**TASK BRIEF:** Print the lines of the listing below exactly as they appear, starting from the line that contains "</instance>" and continuing through the final line of the listing, with both ends included.

**INFORMATION SUPPLIED:**
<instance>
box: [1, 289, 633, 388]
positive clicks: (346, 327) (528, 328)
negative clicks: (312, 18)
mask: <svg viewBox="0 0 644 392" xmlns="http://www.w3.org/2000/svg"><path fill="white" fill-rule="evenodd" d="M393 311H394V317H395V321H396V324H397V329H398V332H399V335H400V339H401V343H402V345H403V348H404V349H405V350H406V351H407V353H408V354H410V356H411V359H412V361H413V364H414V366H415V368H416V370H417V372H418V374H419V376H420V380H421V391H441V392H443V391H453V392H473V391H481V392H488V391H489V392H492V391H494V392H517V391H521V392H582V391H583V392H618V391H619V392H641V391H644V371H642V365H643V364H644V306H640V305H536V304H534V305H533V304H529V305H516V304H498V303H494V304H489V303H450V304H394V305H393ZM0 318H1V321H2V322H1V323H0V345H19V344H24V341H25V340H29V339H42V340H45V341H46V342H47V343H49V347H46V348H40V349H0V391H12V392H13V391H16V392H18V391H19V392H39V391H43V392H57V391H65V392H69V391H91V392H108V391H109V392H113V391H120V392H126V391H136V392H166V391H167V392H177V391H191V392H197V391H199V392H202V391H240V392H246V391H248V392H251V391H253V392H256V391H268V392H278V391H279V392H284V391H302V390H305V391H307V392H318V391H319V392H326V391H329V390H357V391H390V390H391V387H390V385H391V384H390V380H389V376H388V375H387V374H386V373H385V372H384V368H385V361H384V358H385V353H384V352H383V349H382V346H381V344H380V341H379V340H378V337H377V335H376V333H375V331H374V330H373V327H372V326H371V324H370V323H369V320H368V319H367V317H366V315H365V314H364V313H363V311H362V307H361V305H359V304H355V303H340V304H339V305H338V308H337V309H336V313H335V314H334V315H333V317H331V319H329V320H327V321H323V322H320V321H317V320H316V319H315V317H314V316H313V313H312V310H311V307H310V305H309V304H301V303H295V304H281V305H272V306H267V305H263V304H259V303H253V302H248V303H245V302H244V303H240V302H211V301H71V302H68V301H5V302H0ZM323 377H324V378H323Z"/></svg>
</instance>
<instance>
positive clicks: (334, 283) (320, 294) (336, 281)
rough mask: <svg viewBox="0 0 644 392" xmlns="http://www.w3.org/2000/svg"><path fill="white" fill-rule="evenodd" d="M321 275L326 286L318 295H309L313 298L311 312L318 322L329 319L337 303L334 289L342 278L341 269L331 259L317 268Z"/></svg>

**WRITTEN RESPONSE:**
</instance>
<instance>
positive clicks: (334, 283) (320, 294) (336, 281)
rough mask: <svg viewBox="0 0 644 392" xmlns="http://www.w3.org/2000/svg"><path fill="white" fill-rule="evenodd" d="M321 275L326 286L318 295H309L313 298L311 312L318 322L329 319L337 303L334 289L342 278L341 269L331 259L317 268Z"/></svg>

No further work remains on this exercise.